◆ **DATA UNDER STUDY**:
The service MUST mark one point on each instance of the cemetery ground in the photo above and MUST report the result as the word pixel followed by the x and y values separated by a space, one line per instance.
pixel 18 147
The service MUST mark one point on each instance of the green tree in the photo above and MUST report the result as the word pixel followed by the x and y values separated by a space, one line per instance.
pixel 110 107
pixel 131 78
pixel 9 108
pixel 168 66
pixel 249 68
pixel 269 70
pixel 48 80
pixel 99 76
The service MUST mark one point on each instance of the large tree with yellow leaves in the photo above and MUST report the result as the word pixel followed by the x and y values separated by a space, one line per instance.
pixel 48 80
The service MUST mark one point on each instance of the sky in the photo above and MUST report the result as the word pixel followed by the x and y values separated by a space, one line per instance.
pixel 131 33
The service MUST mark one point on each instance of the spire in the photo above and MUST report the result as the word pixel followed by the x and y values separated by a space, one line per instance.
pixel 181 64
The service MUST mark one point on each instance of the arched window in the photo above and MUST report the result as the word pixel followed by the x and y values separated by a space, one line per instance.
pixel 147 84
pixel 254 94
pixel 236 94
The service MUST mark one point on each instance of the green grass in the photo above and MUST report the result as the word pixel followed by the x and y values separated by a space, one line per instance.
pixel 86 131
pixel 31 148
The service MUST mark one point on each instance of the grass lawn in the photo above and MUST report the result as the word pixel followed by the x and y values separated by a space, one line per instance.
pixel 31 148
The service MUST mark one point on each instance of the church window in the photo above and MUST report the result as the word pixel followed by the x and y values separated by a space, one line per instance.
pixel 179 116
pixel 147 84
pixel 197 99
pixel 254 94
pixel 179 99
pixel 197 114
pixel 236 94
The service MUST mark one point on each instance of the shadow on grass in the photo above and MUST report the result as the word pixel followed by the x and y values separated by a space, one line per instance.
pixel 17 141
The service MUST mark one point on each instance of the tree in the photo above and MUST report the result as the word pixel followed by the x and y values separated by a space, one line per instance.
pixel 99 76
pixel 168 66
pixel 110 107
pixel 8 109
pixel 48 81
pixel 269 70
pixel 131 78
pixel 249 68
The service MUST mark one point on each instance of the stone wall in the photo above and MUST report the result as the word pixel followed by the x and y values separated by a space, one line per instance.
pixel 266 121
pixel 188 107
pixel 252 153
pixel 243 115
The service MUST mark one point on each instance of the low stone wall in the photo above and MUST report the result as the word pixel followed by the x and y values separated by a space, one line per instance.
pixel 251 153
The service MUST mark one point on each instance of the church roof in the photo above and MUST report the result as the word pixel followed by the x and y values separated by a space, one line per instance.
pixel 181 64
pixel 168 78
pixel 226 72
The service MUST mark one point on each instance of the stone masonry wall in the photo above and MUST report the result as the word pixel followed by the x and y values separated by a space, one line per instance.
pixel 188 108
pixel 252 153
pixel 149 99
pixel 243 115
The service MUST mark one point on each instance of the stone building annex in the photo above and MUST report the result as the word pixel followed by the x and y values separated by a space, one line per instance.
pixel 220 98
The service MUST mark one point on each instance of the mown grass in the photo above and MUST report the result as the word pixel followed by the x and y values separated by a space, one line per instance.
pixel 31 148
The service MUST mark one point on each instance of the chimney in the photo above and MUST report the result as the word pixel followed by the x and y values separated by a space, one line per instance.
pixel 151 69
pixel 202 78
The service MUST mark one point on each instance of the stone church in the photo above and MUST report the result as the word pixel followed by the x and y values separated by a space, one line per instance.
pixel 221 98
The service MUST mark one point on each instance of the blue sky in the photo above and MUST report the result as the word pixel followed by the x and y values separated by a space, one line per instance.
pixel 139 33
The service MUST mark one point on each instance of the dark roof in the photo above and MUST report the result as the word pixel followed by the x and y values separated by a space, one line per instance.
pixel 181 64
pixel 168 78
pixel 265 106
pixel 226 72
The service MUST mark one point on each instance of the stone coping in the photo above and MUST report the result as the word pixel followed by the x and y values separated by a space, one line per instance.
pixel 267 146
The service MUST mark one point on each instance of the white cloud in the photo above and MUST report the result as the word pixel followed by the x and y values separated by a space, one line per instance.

◆ **TASK PROMPT**: Go through the listing and transcribe all of it exactly.

◆ **SOLUTION FOR THIS PROBLEM**:
The service MUST mark one point on each instance of the cemetery ground in the photo above and MUST report the result as the word pixel followed by the x and y values separated by a space, one line per instance.
pixel 18 147
The service MUST mark one point on each instance of the green tree in the photo above and MUST report the result as the word pixel followed by the x and y values separated by a space, one line per instance.
pixel 110 107
pixel 131 78
pixel 9 108
pixel 168 66
pixel 249 68
pixel 269 70
pixel 48 80
pixel 99 76
The service MUST mark one point on each instance of the large tree with yellow leaves in the photo above and MUST report the result as the word pixel followed by the x and y values separated by a space, one line per instance.
pixel 48 80
The service MUST mark one point on each instance of the sky in the photo above and MUST report the result as the word pixel followed by the x and y values separated by a space, one line per instance.
pixel 131 33
The service MUST mark one point on each instance of the spire in the photo above and MUST report the result as the word pixel followed by the x and y values separated by a space, one line per instance.
pixel 181 64
The service MUST mark one point on each instance of the arched window in the photo above and MUST report the result as the word pixel followed by the x and y values separated by a space, one line per instance.
pixel 147 84
pixel 254 94
pixel 236 94
The service MUST mark one point on each instance of the green grass in the photo above and MUST report the result as the word pixel followed by the x and y values separated by a space, one line per instance.
pixel 86 131
pixel 31 148
The service MUST mark one point on each instance of the grass lawn in the photo above and MUST report the result as the word pixel followed by the x and y values separated by a space, one line per instance.
pixel 31 148
The service MUST mark one point on each instance of the church window in the photo above and MUST report the result as the word pixel followed by the x and y values separated by a space, one line per instance.
pixel 179 116
pixel 147 84
pixel 197 99
pixel 254 94
pixel 179 99
pixel 197 114
pixel 236 94
The service MUST mark one point on each instance of the shadow on grass in the photo above and MUST report the result as the word pixel followed by the x and y values separated by a space, one line per instance.
pixel 17 141
The service MUST mark one point on each instance of the tree in the photo above and MUST report the result as the word pixel followed by the x and y values separated by a space, one line per instance.
pixel 99 76
pixel 168 66
pixel 110 107
pixel 8 109
pixel 48 81
pixel 269 70
pixel 131 78
pixel 249 68
The service MUST mark one point on each instance of the stone wall in the photo above and MUST report the result as the word pixel followed by the x and y values separated by a space, one line per instance.
pixel 266 121
pixel 188 107
pixel 252 153
pixel 243 115
The service MUST mark one point on each instance of the low stone wall in the photo above and MUST report the result as the word pixel followed by the x and y values separated by a space, one line per instance.
pixel 251 153
The service MUST mark one point on each instance of the church roof in the photo above and MUST report the result as the word pixel followed by the x and y values separated by a space, one line per instance.
pixel 181 64
pixel 168 78
pixel 226 72
The service MUST mark one point on each instance of the stone masonry wall in the photo above and MUST report the result as the word pixel followed by the x and y values separated by a space, one line per instance.
pixel 188 108
pixel 252 153
pixel 149 99
pixel 243 115
The service MUST mark one point on each instance of the stone building annex in the photo above and MUST report the result as the word pixel followed by the x and y values separated by a space, one line per instance.
pixel 220 98
The service MUST mark one point on each instance of the mown grass in the photo above and MUST report the result as the word pixel followed by the x and y values separated by a space, one line per instance.
pixel 31 148
The service MUST mark one point on each instance of the chimney in the photo above and MUST report the result as the word pixel followed by the x and y values separated by a space, one line per instance.
pixel 151 69
pixel 202 78
The service MUST mark one point on each instance of the stone church in the photo above and MUST report the result as the word pixel followed by the x and y values separated by a space, one line per instance.
pixel 221 98
The service MUST mark one point on each instance of the blue sky in the photo above and MUST report the result as the word pixel followed by the x and y values separated by a space, one line per instance.
pixel 139 33
The service MUST mark one point on each instance of the dark roof in the photo above and MUST report the result as the word pixel followed by the x and y values separated by a space, one line per instance.
pixel 181 64
pixel 168 78
pixel 265 106
pixel 226 72
The service MUST mark one point on each instance of the stone coping in the photo above and MUST report the result as the word pixel followed by the x and y values separated by a space, one line per instance.
pixel 267 146
The service MUST mark one point on each instance of the white cloud in the photo above and MUST report the result as the word pixel followed by the x and y values separated by a space, one line per instance.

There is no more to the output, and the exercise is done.